BRIEF ▸
Reproduce the part of the entries below that opens with the line containing "Would you point out the horizontal" and runs through the last entry, keeping every request line unchanged and shifting each x and y coordinate in the answer points up by 40.

[Excerpts of pointing data]
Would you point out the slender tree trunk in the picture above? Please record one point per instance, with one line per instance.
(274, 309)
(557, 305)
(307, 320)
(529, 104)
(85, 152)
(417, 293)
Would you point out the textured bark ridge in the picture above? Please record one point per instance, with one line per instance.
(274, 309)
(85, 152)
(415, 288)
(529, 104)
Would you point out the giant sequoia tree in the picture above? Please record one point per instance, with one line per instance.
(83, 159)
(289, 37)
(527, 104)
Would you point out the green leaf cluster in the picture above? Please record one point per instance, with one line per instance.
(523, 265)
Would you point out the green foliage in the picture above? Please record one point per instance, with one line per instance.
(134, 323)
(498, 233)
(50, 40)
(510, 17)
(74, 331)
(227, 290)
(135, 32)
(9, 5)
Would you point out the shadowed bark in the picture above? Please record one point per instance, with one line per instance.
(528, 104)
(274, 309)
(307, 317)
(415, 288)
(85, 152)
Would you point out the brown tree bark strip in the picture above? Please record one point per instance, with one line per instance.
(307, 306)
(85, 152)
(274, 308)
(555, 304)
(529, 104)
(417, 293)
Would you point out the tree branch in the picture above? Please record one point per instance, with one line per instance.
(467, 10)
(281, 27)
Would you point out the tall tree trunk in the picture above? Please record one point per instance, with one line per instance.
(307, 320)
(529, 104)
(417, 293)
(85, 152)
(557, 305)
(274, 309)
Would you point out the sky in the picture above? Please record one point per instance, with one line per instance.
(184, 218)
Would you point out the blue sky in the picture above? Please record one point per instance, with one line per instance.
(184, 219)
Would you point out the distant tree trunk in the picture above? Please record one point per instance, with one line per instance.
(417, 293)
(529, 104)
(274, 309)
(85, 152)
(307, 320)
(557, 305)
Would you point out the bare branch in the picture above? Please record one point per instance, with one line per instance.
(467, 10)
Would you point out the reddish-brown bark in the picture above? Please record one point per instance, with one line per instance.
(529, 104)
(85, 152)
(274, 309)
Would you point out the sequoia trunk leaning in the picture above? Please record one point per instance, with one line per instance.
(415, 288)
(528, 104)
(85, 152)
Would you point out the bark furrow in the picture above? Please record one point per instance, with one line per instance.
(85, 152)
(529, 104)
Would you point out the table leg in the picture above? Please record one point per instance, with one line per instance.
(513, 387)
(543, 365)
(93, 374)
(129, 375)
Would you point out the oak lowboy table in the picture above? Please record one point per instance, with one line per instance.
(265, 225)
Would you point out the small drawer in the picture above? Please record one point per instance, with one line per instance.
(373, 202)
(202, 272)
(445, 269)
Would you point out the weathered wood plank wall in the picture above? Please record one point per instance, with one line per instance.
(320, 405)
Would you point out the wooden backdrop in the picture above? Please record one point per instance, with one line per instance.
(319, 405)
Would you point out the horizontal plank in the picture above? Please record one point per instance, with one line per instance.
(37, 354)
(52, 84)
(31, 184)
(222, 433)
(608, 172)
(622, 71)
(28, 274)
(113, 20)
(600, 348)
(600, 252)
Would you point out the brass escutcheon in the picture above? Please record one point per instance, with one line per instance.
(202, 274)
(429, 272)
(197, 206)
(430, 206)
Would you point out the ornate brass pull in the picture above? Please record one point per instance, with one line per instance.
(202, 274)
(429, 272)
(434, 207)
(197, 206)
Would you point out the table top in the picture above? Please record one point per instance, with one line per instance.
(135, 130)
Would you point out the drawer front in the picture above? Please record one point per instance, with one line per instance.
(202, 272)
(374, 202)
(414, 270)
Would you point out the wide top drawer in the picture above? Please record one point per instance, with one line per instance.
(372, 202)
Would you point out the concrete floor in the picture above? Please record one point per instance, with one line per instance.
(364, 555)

SOLUTION FOR THIS EXERCISE ▸
Would you point out the horizontal plank in the picture above? Please record one point per instance, with one line per instance.
(77, 394)
(92, 124)
(71, 224)
(262, 473)
(648, 212)
(662, 111)
(68, 314)
(153, 60)
(640, 388)
(640, 292)
Would you point out the brass escutcheon in the picture above? Please record one point per instance, with one line per instance.
(242, 314)
(469, 312)
(237, 246)
(470, 246)
Would you point out the ornate brass pull in the picture above? Please record one point per instance, with one line per instance.
(242, 314)
(469, 312)
(474, 247)
(237, 246)
Would you point out the table top in the picture above? Please record one point per instance, with one line per instance.
(175, 170)
Would you point out the drawer front in the picture above? Please record one point per instance, with one line per instance.
(242, 312)
(414, 242)
(454, 310)
Would you point out the wide top drawer in the picture above? Please record one point per instance, with one line per instance.
(412, 242)
Would you point out the concrete floor in the picture above? Please record one point per instance, with one line per instance.
(404, 595)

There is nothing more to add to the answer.